● **WRITTEN PROBLEM**
Report how many lines of the entries below contain the string "white", matching case exactly. Give only the number.

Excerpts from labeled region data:
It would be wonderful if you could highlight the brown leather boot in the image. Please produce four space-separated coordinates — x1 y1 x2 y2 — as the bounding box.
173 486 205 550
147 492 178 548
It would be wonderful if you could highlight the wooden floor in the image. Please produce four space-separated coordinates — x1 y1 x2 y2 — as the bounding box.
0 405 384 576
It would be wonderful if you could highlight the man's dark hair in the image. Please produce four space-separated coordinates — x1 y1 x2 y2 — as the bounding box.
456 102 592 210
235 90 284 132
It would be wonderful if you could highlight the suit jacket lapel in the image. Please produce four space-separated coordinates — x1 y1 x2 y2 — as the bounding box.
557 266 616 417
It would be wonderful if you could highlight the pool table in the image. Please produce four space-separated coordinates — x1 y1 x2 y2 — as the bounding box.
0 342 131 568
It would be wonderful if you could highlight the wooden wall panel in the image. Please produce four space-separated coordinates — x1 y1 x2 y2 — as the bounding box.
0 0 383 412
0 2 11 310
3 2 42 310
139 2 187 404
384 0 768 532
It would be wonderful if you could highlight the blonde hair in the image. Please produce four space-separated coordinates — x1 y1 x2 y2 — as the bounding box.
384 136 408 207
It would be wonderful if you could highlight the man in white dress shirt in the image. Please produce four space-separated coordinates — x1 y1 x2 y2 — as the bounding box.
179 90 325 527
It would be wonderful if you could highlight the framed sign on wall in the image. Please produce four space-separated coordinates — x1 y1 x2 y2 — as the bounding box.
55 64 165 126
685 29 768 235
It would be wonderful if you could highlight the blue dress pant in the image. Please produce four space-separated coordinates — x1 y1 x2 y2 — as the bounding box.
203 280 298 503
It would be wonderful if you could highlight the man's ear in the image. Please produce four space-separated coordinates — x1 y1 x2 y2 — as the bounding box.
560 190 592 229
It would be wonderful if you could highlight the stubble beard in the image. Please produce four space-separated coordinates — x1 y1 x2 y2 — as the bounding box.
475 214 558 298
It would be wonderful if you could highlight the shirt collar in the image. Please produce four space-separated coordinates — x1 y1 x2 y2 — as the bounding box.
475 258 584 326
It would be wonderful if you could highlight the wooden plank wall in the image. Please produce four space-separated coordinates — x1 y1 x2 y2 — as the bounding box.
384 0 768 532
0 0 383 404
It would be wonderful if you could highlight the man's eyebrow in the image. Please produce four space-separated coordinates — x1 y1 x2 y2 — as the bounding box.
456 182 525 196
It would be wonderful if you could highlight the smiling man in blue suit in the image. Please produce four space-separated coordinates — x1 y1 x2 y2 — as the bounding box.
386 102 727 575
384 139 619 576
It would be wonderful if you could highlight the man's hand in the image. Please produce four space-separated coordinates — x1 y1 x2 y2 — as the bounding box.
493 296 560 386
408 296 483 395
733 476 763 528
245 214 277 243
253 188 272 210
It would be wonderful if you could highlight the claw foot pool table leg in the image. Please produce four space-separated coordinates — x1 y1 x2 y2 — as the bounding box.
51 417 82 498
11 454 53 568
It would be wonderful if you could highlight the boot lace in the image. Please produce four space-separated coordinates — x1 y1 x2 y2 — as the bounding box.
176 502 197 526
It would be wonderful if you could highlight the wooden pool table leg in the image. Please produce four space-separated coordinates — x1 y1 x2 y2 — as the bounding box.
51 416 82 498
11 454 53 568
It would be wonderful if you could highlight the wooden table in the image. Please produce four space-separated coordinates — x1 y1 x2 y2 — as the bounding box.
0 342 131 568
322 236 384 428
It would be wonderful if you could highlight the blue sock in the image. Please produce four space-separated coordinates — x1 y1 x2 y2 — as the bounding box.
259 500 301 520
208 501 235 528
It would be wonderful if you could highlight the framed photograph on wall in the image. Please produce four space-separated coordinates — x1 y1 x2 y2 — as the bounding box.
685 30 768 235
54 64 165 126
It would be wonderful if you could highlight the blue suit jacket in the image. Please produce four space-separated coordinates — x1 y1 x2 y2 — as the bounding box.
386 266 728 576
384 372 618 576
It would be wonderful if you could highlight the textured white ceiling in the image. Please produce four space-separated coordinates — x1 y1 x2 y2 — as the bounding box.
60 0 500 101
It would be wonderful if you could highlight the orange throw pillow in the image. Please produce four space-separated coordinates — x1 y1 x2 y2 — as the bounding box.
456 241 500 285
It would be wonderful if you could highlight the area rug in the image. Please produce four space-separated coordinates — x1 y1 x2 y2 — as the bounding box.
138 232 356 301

● **FULL ANSWER**
2